Prima che la cultura facesse il suo avvento, con la formulazione dei primi linguaggi verbali e figurati, è verosimile che già esistesse una forma primordiale di poesia, intesa come cadenzato ripetere di formule volte a scongiurare pericoli e a evocare spiriti benigni. Affonda quindi in un primario afflato religioso l’origine del verso.

Se recuperiamo quel primo stimolo e attraversiamo il sapere che ci conduce ai nostri giorni, nel regno della complessità più esasperata, possiamo trovare le ragioni che hanno mosso la penna di Mariateresa Giani.

[Dati estratti da una raccolta]

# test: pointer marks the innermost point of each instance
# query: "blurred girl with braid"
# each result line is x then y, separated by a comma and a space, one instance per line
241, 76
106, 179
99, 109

** Cosa fare **
[1] Rispondi a queste domande sul testo dedicato all'origine della poesia:
(a) Come viene intesa la forma primordiale di poesia?
(b) In che cosa affonda l'origine del verso?
(c) Di chi è la penna di cui si possono trovare le ragioni?
[2] Per favore, riprendi il testo sull'origine della poesia e proseguilo dopo l'ultima frase.
Le righe non servono per svolgere i compiti.

** Risposte per compito **
[1]
(a) Come un cadenzato ripetere di formule volte a scongiurare pericoli e a evocare spiriti benigni.
(b) In un primario afflato religioso.
(c) Di Mariateresa Giani.

[2]
Ovviamente, il percorso che conduce di nuovo a cogliere l’essenza primaria dell’afflato umano non può, oggi, non contemplare di nuovo l’attraversamento a ritroso di tutte le istanze filosofiche, scientifiche e artistiche che hanno rappresentato e rappresentano l’umana condizione rispetto all’assoluto. Di ciò è ben consapevole l’autrice, che rievoca il sentimento religioso, azzarderemmo “rituale”, con il quale affrontare gli elementi: “Sembra acquisire senso, il cielo, / dalla sua presenza d’antico piatto / in bronzo lucente, o di maschera / funeraria d’oro su telo scuro /di un’epoca leggendaria…”.

Il mezzo e il fine che permette di cogliere l’essenza è sempre e comunque la bellezza, strumento di dialogo con l’eterno: “Ma è l’anima suprema universale / che nel fiore imprime la sua grazia”.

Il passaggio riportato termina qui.